*** Opening PASSAGE SHOWN ***

Scams and schemes are ongoing, and you need to stay vigilant about securing your computers, phones, and other devices. Having strong cybersecurity and scam recognition is necessary to reduce the threat of identity theft.
The Internal Revenue Service works with the Security Summit, a partnership with state tax agencies and the private-sector tax industry to protect taxpayers from identify theft. They have tips to help minimize cybersecurity footprints and minimize exposure to fraud and identify theft:
Protect Personal Information
Your personal information should not be given out to just anyone. Information like social security numbers, credit card numbers, bank and utility account numbers have been used to steal a person’s money or open new accounts. Only provide your social security number when necessary, like conducting financial transactions on reputable, encrypted websites.
Use strong passwords
Use a password that will be easy for you to remember but also complex enough where it cannot be easily guessed. You should use passwords that are at least 10 characters in length and mix numbers, letters, and special characters. Be unpredictable! Don’t use names, birthdates, or common words. Don’t use the same password for many accounts and avoid giving your password out to others. You should keep your passwords in a secure place, or you can use password management tools.
Assign a password and encryption protection to your wireless networks. If your Wi-Fi is unsecured, computers in range can access the network and potentially steal information from connected devices.

*** Closing PASSAGE SHOWN ***
*** Opening DATA RECORDS ***

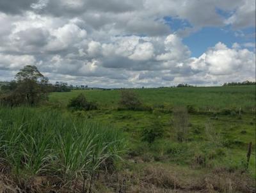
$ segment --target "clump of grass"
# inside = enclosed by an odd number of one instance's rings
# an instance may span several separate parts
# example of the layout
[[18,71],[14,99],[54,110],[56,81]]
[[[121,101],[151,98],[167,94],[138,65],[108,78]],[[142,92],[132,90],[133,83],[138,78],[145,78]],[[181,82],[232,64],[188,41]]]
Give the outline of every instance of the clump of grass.
[[184,107],[173,109],[173,127],[177,139],[182,142],[188,137],[189,129],[189,117],[188,109]]
[[136,110],[141,107],[142,103],[137,95],[132,90],[122,90],[119,105],[129,110]]
[[0,164],[17,184],[43,176],[92,184],[102,165],[120,157],[123,142],[116,130],[53,111],[0,107]]
[[67,105],[72,110],[94,110],[97,109],[97,105],[94,102],[89,102],[85,98],[84,95],[81,93],[77,96],[72,98]]
[[142,130],[142,141],[152,143],[157,137],[164,134],[164,129],[161,123],[157,119],[153,121],[151,126]]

*** Closing DATA RECORDS ***

QUESTIONS:
**a)** Can you set down the cybersecurity tips passage word for word, starting at "Assign a password" and ending at "from connected devices."?
**b)** What comes next in the cybersecurity tips passage? Supply the next part, picking up after its final sentence.

TASK-BY-TASK RESULTS:
**a)**
Assign a password and encryption protection to your wireless networks. If your Wi-Fi is unsecured, computers in range can access the network and potentially steal information from connected devices.

**b)**
The easiest way for criminals to steal personal information is my asking for it. The IRS urges people to learn to recognize phishing emails, calls, and texts that pose as banks, credit card companies, or even the IRS.
Scammers can pose as a friend, coworker, or a tax professional whose email has been compromised. Be aware of emails that include a request to download an attachment or to click on a URL.
Use security software
Anti-virus programs provide protection from viruses, Trojans, spyware, and adware. The IRS encourages everyone to use an anti-virus program and always keep it up to date.
Educate others about online safety
Children with less online experience may not be aware of the dangers of opening suspicious web pages, emails, or documents. They can put themselves at risk by leaving a trail of personal information for con artists to follow.
Back up files
Copy important files, including federal and state tax returns, onto removable discs or back-up drives and cloud storage. Store discs, drives, and paper documents in secure, locked locations.
Know the risks of using public Wi-Fi
Public Wi-Fi is convenient and usually free, but it can be unsafe as hackers and cybercriminals can easily steal personal information from these networks. Always use a virtual private network (VPN) when connected to public Wi-Fi.